## What to work on
Reproduce every one of the following records word for word, from the first line to the last.

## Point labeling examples

#####

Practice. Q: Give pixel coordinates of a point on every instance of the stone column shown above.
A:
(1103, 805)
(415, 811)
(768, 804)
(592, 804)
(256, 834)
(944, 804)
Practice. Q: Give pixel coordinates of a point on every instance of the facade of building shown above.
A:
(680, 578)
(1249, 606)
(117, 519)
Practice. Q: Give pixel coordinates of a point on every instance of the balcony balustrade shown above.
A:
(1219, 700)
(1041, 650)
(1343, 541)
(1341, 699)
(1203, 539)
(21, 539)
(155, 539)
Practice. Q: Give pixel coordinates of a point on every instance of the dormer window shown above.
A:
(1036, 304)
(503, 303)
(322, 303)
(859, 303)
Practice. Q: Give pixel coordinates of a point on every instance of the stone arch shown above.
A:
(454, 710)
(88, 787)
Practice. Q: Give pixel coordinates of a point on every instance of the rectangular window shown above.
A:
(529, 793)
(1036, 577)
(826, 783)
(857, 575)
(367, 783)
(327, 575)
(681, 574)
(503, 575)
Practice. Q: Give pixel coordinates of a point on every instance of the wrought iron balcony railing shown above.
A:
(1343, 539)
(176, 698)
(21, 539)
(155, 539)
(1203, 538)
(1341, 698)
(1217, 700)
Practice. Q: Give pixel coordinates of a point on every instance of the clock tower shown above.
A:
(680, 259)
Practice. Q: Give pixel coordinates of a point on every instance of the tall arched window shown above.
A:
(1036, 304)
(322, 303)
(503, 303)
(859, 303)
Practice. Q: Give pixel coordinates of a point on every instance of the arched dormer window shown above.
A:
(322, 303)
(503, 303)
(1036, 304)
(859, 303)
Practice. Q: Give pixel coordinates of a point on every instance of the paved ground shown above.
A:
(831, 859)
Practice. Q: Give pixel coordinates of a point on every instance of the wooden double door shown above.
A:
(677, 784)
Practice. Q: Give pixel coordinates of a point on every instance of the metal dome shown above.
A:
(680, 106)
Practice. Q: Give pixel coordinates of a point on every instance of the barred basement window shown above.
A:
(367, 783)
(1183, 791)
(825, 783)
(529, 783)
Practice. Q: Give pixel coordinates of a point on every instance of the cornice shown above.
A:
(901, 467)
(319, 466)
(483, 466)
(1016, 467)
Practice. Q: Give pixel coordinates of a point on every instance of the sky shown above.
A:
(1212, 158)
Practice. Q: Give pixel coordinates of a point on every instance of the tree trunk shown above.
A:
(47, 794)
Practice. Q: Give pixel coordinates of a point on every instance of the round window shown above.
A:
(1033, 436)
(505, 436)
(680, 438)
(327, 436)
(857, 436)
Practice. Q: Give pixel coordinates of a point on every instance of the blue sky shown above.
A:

#####

## Solution to this exercise
Practice. Q: Give pixel coordinates of a point on every instance of the stone column shown above.
A:
(1103, 805)
(415, 811)
(768, 804)
(592, 804)
(256, 834)
(944, 804)
Practice. Q: Give pixel coordinates of a point on every instance of the facade of building shown above.
A:
(680, 578)
(1249, 606)
(117, 519)
Practice. Q: Give pixel coordinates of a point on every instance of the balcony balustrade shown above.
A:
(1219, 700)
(1041, 650)
(1343, 541)
(1341, 699)
(1203, 539)
(21, 539)
(155, 539)
Practice. Q: Give pixel coordinates of a point on every instance of the dormer window shown above.
A:
(1036, 304)
(503, 303)
(322, 303)
(859, 303)
Practice. Q: Give pixel coordinates of a point on every instance of the stone arch shown above.
A:
(454, 710)
(88, 787)
Practice. Q: Give pixel coordinates of a point on every instance of the rectangular window shown above.
A:
(529, 793)
(1036, 577)
(826, 783)
(857, 575)
(367, 783)
(327, 575)
(681, 574)
(503, 575)
Practice. Q: Give pixel coordinates of a point on every instance of the wrought iron balcony railing shown above.
A:
(1343, 539)
(176, 698)
(21, 539)
(155, 539)
(1203, 538)
(1341, 698)
(1217, 700)
Practice. Q: Give pixel coordinates of a point on every instance of the clock tower shown above.
A:
(680, 259)
Practice. Q: Give pixel coordinates of a point on every instance of the tall arched window shown above.
A:
(1036, 304)
(322, 303)
(503, 303)
(859, 303)
Practice. Q: Give pixel coordinates of a point on every instance of the arched dormer window shown above.
A:
(322, 303)
(503, 303)
(1036, 304)
(859, 303)
Practice. Q: Give pixel coordinates of a point on every instance of the paved ground shown above.
A:
(831, 859)
Practice. Q: Give pixel coordinates of a point on every instance of the wooden double door shown above.
A:
(677, 784)
Practice. Q: Give pixel coordinates of a point on every instance of the metal dome shown above.
A:
(680, 106)
Practice. Q: Give pixel coordinates of a point on every instance of the barred basement window shown above.
A:
(367, 783)
(1183, 791)
(825, 783)
(529, 783)
Practice. Q: Give pixel coordinates of a point on every instance of the cornice shown above.
A:
(901, 467)
(319, 466)
(483, 466)
(1016, 467)
Practice. Q: Give pixel coordinates of a point on every instance of the sky shown above.
A:
(1212, 158)
Practice. Q: Give pixel coordinates of a point on every instance of the tree trunk shown above.
A:
(47, 794)
Practice. Q: Give pixel coordinates of a point on every instance of the round window shown above.
A:
(1033, 436)
(505, 436)
(680, 438)
(327, 436)
(857, 436)
Practice. Q: Give pixel coordinates of a point on every instance of the blue sky shown above.
A:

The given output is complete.